(Recorded information begins)

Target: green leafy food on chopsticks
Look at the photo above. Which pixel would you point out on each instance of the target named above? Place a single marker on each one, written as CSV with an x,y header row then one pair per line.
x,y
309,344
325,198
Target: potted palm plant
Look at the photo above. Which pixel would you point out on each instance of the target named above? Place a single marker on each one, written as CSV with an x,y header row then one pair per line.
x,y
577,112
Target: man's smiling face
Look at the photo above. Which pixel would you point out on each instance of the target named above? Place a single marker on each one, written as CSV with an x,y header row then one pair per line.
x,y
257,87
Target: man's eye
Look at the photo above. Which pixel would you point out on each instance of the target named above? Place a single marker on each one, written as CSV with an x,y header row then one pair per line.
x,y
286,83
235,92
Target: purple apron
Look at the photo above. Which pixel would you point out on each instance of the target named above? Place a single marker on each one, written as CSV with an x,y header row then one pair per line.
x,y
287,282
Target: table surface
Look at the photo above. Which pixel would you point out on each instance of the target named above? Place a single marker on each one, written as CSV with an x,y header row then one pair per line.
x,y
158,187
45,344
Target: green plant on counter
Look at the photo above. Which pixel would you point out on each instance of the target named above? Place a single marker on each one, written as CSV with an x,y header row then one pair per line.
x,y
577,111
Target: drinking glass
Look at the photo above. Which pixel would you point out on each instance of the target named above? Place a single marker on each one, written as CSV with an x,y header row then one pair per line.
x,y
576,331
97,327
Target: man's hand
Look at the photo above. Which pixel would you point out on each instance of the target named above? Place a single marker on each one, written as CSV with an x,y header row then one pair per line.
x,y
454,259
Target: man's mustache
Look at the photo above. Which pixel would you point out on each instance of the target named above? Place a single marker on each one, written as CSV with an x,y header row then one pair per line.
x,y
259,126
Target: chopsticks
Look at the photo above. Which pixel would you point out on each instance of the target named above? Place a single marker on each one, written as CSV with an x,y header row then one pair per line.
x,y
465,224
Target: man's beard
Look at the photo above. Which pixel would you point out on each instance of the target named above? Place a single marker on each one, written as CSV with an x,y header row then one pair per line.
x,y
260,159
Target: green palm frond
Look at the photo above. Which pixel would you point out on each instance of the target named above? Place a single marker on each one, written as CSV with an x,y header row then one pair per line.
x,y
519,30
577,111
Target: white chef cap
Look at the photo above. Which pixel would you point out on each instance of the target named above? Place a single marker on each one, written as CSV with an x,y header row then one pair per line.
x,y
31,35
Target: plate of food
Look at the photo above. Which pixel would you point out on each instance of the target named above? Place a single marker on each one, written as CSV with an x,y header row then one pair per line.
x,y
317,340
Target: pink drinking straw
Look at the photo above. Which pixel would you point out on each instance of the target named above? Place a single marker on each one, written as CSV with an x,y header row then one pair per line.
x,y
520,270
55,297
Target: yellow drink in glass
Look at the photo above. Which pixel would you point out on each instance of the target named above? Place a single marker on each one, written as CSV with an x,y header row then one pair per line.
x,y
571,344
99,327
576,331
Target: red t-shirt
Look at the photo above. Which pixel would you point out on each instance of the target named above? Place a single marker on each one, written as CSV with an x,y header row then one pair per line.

(Recorded information ends)

Try it » The task calls for all the records above to be repeated exactly.

Solved problem »
Target: green leafy food on chopsticks
Look at the photo above. Which pixel would you point out on each instance of the target named above? Place a single marker on each one, written as CSV with an x,y header row then one pair per line.
x,y
309,344
325,198
Target: potted palm plant
Look at the photo above. Which pixel would you point out on each instance of the target named above? Place a single marker on each one, written as CSV with an x,y header row then one pair per line.
x,y
577,112
Target: man's smiling face
Look at the photo above. Which pixel would you point out on each instance of the target named above? Place a single marker on each one, written as CSV with an x,y header row then one pair per line.
x,y
257,87
Target: man's eye
Look at the photo above. Which pixel would you point out on each instance of the target named above? Place a single marker on each one, written as CSV with an x,y header row then one pair per line.
x,y
286,83
235,92
Target: purple apron
Look at the photo above. Which pixel would you point out on each instance of the target named above? Place a single marker on each one, written as CSV with an x,y header row then one pair per line.
x,y
287,282
Target: table surface
Look at the photo above. Which pixel would you point out on each instance of the target named above? Place a single marker on each one, written as CSV with an x,y header row then one pair per line.
x,y
158,187
45,344
Target: green plant on counter
Look at the photo above. Which pixel would you point out on each instance of the target named above? Place a single marker on each one, written as CSV with an x,y header row then one pair per line.
x,y
577,111
Target: drinking glass
Look at the photo above. Which pixel would you point out on each instance of the target named above? Place a single marker on each one, written as CSV with an x,y header row then one pair per line.
x,y
576,331
97,327
Target: man's hand
Look at the photo above. Which pixel would you point out on each instance of the target named above? Place a single marker on each one, written as CSV with an x,y header row then one pair per line.
x,y
454,259
Target: man's mustache
Look at the photo above. Which pixel would you point out on each instance of the target named above? Place a single marker on each one, written as CSV with an x,y header row then one pair per line.
x,y
259,126
Target: chopsticks
Look at the photo above. Which pixel would you point out on each instance of the target named above? Place a single marker on each one, written as CSV with an x,y header row then one pair per line.
x,y
465,224
Target: man's beard
Look at the photo above. Which pixel would you point out on each instance of the target named above? Place a single marker on each one, written as CSV with an x,y header row then one pair per line.
x,y
260,159
Target: green palm frond
Look at the photo above. Which pixel would you point out on each instance of the target named above? Place a single marker on each one, written as CSV with an x,y header row then one pair per line.
x,y
519,30
577,111
Target: white chef cap
Look at the photo above. Which pixel would you point out on each instance of the target named above? Place a single marker on each one, written as CSV with an x,y header row then one pair per line.
x,y
31,35
Target: plate of food
Look at the photo above. Which pixel would you point out on each instance of the target named above? Place a single marker on each one, written as CSV with an x,y header row then one pair per line.
x,y
317,340
Target: pink drinking straw
Look at the photo above. Which pixel would you point out on each instance of the target named above? Place a single marker on each one, written as CSV with an x,y header row then one pair per line.
x,y
520,270
55,297
Target: yellow drink in glass
Look at the photo above. Which pixel would you point out on each instance of the target named above? Place a single marker on each one, written as CSV with an x,y header row then one pair per line.
x,y
571,344
99,327
576,331
Target: red t-shirt
Look at the photo above. Which pixel would you point out on each instance of the target named above? Place a single marker on each one, written as CSV with an x,y header row then one pair per line.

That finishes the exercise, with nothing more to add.